(AUFGABE): Gib die Zeilen ab der Zeile mit „Test: the pointer marks one pixel per instance of the black“ bis zum Ende des Materials noch einmal aus und ersetze dabei „pointer“ durch „cursor“. Alles andere bleibt unverändert.

(Gespeicherte Einträge)

════

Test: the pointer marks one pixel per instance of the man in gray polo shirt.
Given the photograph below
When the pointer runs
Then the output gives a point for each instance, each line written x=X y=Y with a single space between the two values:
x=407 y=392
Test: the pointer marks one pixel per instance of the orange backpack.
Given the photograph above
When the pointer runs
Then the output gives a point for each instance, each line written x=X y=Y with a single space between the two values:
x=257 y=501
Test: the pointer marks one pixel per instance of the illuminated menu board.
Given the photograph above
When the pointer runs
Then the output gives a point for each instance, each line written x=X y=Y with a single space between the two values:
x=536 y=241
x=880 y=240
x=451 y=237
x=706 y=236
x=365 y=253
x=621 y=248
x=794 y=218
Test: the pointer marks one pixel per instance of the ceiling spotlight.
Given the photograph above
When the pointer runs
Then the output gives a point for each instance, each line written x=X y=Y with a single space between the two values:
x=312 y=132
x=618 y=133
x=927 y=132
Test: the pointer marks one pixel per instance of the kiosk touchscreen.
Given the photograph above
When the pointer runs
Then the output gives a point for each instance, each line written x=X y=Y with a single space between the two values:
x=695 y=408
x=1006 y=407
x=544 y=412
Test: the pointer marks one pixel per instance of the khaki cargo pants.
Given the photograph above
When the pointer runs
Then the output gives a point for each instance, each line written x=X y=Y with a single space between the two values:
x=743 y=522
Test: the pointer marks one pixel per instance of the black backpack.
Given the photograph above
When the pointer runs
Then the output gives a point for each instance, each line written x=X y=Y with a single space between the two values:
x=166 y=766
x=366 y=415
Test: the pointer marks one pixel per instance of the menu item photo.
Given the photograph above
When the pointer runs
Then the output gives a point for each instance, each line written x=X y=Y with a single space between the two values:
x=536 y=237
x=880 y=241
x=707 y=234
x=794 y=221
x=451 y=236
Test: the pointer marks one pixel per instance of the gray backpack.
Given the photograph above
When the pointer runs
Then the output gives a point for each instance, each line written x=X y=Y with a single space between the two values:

════

(ANTWORT):
Test: the cursor marks one pixel per instance of the black backpack.
Given the photograph above
When the cursor runs
Then the output gives a point for each instance, each line written x=X y=Y with a single space between the two values:
x=166 y=766
x=366 y=415
Test: the cursor marks one pixel per instance of the menu item photo.
Given the photograph above
When the cursor runs
Then the output gives a point for each instance, each line written x=X y=Y with a single space between the two values:
x=536 y=237
x=880 y=241
x=707 y=234
x=794 y=221
x=451 y=236
Test: the cursor marks one pixel per instance of the gray backpack.
Given the photograph above
When the cursor runs
Then the output gives a point for each instance, each line written x=X y=Y with a single space between the two values:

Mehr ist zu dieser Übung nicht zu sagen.